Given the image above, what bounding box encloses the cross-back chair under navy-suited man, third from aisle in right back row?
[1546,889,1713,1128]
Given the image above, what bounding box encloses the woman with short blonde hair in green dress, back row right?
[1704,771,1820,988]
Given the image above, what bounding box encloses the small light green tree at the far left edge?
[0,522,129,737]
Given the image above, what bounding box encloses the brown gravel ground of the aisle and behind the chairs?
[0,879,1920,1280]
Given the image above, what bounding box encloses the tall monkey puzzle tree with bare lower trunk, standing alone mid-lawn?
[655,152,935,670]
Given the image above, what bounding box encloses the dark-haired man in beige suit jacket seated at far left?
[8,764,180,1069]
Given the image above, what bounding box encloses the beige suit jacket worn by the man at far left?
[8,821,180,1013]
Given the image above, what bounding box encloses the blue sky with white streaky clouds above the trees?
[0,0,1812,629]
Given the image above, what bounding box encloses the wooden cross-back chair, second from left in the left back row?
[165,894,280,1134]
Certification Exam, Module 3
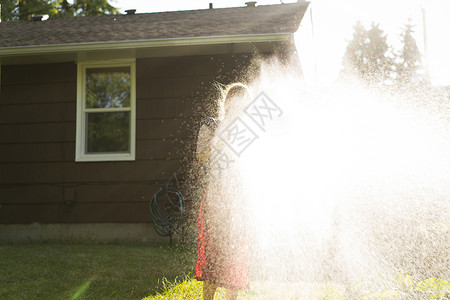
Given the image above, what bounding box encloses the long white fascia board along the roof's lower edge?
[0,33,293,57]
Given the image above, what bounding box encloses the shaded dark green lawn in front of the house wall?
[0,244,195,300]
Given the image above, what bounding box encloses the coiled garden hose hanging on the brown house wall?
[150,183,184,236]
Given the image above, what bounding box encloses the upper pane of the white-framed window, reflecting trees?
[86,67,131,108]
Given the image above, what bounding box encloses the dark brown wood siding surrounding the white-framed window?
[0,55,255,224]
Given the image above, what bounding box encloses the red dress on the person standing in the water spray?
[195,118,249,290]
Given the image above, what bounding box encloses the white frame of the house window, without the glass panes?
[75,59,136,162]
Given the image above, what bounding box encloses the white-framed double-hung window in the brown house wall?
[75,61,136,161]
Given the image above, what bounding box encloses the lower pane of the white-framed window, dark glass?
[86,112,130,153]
··········
- HOW TO COMPLETE THIS TASK -
The expected output is the run of lines from the one holding "Given the image above, what bounding box encloses the lower" to the last line of the entries above, each reproduced character for character.

- ANSWER FOR THIS EXERCISE -
Given the image above, what bounding box encloses the lower pane of the white-framed window, dark glass?
[86,112,130,153]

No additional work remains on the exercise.